ACTION ITEM: Nothing may be left out, so copy every entry exactly.

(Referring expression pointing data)
•••

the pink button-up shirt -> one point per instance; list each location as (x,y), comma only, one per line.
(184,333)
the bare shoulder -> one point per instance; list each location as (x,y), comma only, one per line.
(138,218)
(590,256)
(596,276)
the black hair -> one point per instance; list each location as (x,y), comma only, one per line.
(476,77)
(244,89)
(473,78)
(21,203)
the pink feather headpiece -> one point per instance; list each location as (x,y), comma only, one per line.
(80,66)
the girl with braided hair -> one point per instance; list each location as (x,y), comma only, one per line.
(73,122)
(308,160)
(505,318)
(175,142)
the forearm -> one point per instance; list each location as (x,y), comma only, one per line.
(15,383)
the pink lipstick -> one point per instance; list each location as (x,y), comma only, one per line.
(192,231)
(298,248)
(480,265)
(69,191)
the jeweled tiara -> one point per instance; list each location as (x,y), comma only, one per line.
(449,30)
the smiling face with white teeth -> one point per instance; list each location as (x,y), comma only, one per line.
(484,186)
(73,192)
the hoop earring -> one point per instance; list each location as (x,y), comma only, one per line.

•••

TASK SOLUTION:
the pink button-up shirt -> one point per instance; list each location as (x,y), comma only, one per line.
(184,333)
the bare shoulder -> one point per instance; list each location as (x,y), comma only, one per line.
(138,218)
(590,256)
(596,276)
the black hair -> one point per instance; list each location as (x,y), comma only, one per line.
(476,77)
(244,89)
(473,78)
(21,203)
the pink feather headpiece -> one point per instance; list each location as (x,y), comma only, one per line.
(80,66)
the girl with braided hair -> one point per instance; list each location as (x,y), comma only, one per line.
(73,122)
(308,160)
(505,318)
(175,142)
the forearm -> one point per instance; list each location as (x,y), comma only, one per line.
(15,383)
the pink lipstick -> one point per instance; list each location as (x,y), comma only, one per line.
(192,231)
(298,248)
(480,265)
(69,191)
the jeweled tiara -> one point per instance; list each location as (x,y), comma only, one per line.
(449,30)
the smiling face with white teeth -> one point per instance; list each location as (x,y), comma only, one per line.
(484,186)
(73,192)
the hoop earring -> one point per instance; list each location as (x,y), comma only, one per line.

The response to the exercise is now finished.